**Data excerpts**
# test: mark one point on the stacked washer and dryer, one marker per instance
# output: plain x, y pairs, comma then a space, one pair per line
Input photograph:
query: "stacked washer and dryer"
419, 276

**Directions**
Your output should consist only of the lines from the one containing "# output: plain" to the end of the records above, each retyped exactly.

**Answer to the exercise**
# output: plain x, y pairs, comma then a space, one pair per line
Input photograph:
query: "stacked washer and dryer"
419, 276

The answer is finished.